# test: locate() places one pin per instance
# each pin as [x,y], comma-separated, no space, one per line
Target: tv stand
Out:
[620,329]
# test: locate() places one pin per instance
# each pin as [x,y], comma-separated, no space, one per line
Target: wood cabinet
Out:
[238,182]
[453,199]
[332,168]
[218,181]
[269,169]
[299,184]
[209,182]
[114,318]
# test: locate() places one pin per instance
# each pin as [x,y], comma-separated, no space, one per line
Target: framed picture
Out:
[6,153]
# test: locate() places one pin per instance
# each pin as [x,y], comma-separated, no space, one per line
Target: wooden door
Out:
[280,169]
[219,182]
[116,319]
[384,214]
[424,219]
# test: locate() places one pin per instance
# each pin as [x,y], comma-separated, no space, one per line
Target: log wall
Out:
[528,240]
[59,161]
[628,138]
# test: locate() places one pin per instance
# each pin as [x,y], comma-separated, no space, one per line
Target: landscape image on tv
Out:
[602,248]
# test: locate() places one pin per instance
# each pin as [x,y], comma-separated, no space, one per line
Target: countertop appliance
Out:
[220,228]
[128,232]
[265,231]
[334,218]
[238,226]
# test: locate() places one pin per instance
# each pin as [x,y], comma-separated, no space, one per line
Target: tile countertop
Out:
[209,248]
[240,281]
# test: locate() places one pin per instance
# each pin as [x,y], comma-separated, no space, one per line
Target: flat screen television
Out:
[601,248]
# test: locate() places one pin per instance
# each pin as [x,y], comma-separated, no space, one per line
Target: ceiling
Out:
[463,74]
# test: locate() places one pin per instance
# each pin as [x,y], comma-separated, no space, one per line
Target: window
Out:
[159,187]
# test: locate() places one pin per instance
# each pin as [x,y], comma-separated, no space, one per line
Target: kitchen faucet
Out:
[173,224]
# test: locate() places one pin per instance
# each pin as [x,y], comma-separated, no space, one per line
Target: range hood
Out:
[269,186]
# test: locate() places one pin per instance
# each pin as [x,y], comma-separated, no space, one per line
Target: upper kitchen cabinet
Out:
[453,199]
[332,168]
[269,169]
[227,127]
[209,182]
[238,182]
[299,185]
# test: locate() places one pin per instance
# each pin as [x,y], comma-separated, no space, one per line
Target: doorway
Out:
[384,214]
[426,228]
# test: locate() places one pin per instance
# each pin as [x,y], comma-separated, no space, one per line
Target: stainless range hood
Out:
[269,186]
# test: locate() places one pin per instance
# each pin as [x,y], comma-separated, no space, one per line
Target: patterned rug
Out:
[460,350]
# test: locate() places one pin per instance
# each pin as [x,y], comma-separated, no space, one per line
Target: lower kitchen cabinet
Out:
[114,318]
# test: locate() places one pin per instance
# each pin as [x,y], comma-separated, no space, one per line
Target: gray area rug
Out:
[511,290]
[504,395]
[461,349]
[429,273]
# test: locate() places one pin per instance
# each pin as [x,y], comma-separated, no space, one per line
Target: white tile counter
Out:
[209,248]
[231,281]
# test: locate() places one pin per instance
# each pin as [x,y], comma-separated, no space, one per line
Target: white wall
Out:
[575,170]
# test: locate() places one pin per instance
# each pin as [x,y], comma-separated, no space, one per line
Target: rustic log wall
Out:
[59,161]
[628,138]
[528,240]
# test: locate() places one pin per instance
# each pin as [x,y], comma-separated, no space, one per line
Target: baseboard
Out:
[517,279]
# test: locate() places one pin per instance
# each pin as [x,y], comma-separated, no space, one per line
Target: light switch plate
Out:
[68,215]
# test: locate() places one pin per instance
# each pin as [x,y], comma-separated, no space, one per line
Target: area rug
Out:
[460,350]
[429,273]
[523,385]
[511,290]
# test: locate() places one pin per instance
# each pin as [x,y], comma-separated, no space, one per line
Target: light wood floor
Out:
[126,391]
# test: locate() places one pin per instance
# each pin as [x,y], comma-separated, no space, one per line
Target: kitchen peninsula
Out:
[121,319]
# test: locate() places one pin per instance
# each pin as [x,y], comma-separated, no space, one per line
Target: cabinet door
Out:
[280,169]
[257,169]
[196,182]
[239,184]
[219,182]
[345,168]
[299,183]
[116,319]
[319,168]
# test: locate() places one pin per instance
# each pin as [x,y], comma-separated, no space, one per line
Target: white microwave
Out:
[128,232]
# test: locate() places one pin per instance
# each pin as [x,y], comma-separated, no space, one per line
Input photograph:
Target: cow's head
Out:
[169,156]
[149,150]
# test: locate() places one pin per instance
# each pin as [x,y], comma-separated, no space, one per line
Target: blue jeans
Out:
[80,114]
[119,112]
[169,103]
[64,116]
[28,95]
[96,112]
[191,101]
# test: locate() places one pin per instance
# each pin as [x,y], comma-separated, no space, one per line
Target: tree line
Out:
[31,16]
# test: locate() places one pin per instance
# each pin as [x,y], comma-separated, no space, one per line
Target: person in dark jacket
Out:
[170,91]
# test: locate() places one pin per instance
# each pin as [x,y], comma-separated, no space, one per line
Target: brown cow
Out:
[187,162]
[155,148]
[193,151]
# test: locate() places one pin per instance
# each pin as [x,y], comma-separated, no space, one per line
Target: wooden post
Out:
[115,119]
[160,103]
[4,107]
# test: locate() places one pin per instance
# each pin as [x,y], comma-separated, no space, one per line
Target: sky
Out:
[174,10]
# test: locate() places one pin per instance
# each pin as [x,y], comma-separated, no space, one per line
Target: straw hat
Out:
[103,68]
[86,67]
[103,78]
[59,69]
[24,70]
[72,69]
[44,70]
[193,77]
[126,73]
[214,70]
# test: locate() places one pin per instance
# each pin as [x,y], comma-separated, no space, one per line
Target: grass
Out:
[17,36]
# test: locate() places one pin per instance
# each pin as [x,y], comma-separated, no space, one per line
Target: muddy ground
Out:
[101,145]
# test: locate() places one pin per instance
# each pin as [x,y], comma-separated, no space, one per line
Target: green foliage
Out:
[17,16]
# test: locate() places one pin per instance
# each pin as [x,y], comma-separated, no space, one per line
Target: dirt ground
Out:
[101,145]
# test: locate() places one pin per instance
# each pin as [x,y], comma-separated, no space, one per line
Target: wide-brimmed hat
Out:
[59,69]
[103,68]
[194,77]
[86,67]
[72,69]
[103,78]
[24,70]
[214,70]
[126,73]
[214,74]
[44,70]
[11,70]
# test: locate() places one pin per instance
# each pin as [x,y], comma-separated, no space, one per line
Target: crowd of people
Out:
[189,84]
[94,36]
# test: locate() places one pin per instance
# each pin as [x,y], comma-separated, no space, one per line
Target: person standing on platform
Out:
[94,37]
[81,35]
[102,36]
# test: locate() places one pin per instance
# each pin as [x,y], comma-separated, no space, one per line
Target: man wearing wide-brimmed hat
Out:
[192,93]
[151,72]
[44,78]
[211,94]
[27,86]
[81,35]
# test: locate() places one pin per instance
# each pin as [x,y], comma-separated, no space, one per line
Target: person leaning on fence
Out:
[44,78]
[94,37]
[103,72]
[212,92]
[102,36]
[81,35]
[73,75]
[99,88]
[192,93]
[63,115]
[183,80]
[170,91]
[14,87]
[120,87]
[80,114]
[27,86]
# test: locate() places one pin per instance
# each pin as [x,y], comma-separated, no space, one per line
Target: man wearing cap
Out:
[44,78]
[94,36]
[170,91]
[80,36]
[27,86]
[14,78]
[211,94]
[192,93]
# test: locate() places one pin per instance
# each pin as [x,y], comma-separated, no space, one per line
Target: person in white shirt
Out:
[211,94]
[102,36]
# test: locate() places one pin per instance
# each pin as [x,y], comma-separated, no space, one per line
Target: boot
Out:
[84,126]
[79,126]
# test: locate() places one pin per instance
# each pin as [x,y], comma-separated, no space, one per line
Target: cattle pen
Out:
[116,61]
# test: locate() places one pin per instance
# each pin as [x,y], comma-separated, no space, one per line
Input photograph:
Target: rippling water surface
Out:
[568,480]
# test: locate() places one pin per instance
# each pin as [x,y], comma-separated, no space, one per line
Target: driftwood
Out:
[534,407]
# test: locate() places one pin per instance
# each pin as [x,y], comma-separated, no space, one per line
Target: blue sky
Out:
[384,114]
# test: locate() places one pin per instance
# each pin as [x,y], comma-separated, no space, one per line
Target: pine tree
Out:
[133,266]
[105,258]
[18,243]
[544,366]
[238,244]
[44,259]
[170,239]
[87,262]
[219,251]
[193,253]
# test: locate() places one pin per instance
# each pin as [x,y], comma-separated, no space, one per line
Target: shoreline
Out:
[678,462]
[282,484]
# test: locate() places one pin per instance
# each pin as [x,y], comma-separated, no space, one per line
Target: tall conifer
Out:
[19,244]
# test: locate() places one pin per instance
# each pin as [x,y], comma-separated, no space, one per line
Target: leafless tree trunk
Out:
+++
■ **POR HACER**: Extrae de los datos cada línea que contenga la palabra "ground". Distingue entre mayúsculas y minúsculas.

■ **RESULTADO**:
Target: muddy ground
Target: dirt ground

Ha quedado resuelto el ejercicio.